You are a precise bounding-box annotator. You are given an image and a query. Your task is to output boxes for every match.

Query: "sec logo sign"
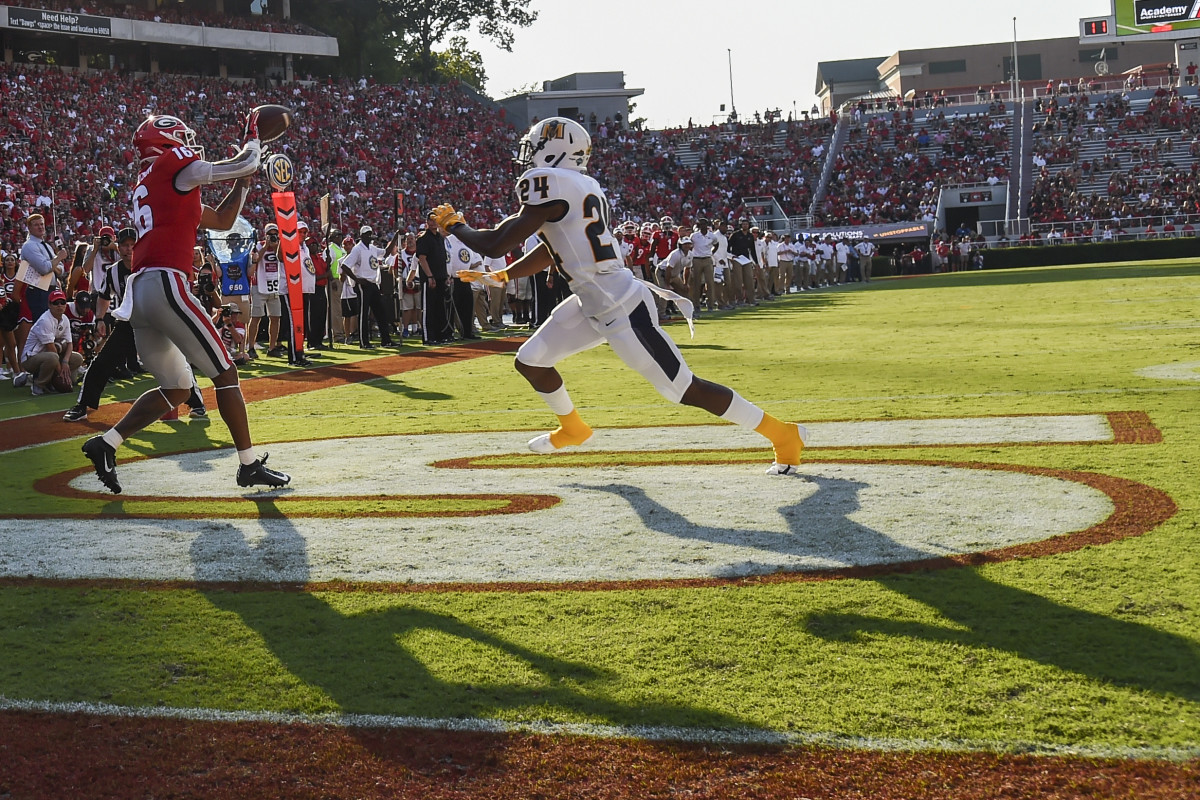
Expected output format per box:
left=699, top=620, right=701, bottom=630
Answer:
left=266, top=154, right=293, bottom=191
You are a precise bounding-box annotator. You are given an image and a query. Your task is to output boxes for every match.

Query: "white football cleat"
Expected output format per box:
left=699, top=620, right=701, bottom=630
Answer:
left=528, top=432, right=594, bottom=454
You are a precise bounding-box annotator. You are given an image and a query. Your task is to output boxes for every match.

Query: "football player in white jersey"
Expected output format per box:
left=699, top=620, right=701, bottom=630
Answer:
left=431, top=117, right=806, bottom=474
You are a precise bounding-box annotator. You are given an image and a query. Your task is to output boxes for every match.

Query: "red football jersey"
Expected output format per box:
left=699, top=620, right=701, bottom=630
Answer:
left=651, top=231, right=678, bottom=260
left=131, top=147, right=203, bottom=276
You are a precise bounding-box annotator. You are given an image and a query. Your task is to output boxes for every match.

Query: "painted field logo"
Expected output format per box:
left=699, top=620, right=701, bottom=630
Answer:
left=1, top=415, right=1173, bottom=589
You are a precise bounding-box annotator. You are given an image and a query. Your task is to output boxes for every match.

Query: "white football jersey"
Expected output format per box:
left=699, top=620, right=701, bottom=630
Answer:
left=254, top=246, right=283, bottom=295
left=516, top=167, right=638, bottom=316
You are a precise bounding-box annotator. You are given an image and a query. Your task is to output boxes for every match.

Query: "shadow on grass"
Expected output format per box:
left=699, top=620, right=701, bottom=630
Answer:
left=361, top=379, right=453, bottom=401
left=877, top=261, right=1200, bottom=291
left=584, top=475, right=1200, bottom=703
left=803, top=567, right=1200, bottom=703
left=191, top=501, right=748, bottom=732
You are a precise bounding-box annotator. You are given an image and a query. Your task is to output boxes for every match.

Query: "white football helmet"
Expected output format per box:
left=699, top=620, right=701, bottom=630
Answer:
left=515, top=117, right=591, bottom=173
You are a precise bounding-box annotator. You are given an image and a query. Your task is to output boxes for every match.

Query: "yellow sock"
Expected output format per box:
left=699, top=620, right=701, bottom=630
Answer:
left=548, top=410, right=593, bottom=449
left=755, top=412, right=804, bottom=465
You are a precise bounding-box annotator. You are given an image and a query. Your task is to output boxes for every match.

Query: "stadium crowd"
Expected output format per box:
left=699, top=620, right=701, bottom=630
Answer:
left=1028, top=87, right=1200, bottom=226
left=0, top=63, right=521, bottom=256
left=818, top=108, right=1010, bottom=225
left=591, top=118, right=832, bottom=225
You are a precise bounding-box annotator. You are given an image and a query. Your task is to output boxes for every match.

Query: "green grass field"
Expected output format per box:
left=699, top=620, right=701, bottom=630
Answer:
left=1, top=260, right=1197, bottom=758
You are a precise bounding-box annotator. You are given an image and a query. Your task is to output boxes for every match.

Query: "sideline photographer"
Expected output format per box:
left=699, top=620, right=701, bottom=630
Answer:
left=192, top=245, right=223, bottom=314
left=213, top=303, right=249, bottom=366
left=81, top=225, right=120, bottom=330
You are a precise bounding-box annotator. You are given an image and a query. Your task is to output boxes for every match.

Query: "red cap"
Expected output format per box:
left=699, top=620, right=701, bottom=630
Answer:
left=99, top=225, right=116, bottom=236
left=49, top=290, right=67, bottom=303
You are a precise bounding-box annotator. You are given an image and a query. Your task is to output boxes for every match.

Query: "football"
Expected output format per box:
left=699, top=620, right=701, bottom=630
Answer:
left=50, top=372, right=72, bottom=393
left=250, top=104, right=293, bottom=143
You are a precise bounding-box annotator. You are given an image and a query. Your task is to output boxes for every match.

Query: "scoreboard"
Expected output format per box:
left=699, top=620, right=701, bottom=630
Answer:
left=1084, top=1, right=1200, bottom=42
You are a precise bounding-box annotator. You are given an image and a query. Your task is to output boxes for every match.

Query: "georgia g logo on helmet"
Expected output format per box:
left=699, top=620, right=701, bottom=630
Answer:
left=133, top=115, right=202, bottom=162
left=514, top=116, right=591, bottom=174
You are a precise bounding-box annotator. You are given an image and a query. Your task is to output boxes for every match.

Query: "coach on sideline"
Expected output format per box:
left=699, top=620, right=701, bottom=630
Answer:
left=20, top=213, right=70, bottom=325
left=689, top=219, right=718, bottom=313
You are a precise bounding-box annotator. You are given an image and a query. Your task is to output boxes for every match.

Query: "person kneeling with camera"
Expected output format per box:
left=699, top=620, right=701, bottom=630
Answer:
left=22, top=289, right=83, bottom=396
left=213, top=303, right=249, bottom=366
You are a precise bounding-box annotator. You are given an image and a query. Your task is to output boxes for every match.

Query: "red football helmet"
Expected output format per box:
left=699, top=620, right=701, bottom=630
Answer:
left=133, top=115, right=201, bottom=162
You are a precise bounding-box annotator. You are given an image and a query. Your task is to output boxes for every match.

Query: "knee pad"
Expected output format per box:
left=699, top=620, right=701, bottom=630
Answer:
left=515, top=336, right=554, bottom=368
──────
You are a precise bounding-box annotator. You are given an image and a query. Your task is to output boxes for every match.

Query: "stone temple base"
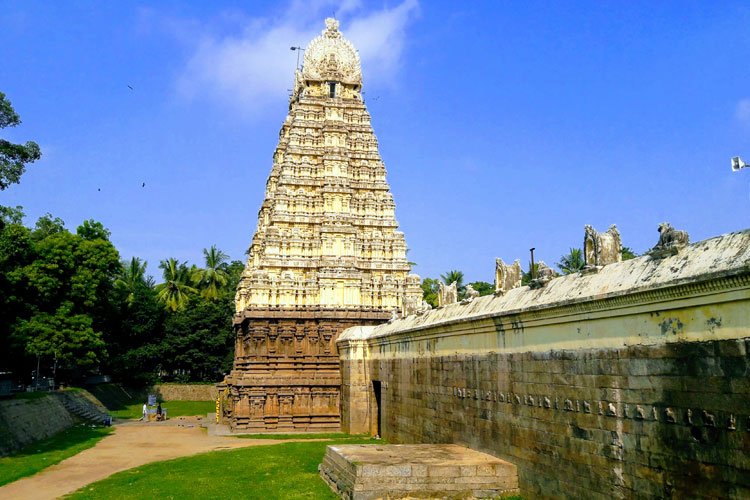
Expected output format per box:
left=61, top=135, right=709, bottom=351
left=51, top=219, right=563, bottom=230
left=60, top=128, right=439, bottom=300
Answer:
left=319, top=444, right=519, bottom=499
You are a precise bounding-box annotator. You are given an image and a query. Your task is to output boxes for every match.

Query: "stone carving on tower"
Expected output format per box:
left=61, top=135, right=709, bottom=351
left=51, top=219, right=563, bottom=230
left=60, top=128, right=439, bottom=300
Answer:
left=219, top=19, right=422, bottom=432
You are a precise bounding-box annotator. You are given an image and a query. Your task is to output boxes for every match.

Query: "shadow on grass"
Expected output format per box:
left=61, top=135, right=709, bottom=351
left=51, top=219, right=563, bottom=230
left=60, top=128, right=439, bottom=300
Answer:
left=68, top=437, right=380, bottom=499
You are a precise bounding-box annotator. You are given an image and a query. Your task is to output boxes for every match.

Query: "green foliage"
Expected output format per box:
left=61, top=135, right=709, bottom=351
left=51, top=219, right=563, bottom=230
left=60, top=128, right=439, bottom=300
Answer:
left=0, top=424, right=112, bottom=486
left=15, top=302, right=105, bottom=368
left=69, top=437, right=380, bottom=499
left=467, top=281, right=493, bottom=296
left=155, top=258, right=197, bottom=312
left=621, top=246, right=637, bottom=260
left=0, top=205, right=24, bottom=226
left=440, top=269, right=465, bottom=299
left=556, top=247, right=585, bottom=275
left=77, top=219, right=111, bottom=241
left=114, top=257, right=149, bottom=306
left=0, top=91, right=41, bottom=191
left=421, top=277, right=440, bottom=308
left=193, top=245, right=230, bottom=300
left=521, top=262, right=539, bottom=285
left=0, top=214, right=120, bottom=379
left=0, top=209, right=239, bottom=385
──────
• **Your goal**:
Among the entries above, determine how many lines contain "stone", then output only that number.

• **Response area**:
2